▶ **Work instructions**
Please recast the rows below as a numbered list, leaving out blank lines and the pictures.

▶ **Records for this exercise**

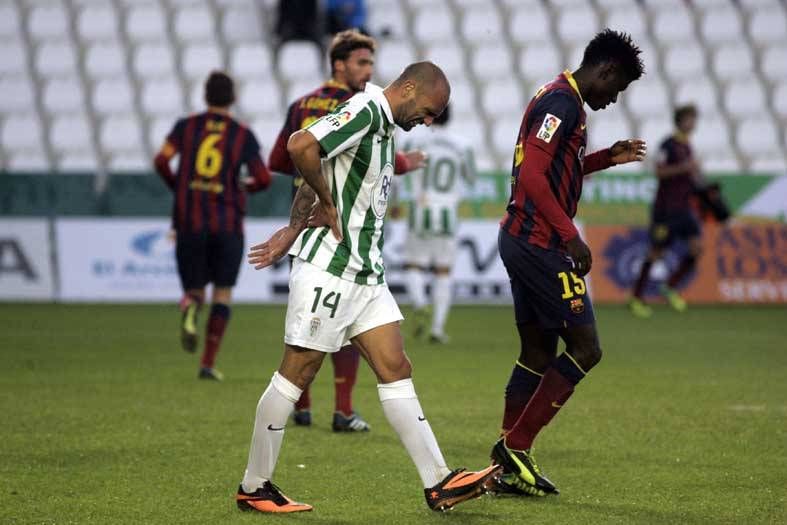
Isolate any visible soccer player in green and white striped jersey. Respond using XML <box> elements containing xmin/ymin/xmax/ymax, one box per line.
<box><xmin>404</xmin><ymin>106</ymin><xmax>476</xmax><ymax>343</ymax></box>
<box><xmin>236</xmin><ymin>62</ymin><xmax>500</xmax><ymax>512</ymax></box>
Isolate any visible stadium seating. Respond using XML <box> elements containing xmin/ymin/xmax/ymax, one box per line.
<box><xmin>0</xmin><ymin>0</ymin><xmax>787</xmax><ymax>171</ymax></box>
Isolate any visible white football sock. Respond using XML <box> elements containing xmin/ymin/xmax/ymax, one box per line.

▶ **The reply**
1. Isolate any visible soccer player in green and white striped jersey. Respond using XML <box> elements containing xmin/ymin/xmax/ymax, one box per line.
2. <box><xmin>404</xmin><ymin>106</ymin><xmax>476</xmax><ymax>343</ymax></box>
3. <box><xmin>236</xmin><ymin>62</ymin><xmax>500</xmax><ymax>512</ymax></box>
4. Isolate any visible stadium seating. Respond using XML <box> elements containing xmin/ymin/xmax/ymax, one box per line.
5. <box><xmin>0</xmin><ymin>0</ymin><xmax>787</xmax><ymax>171</ymax></box>
6. Isolate any visible white football sock. Respond using XML <box> elements containing xmin/ymin/xmax/ymax, one box per line.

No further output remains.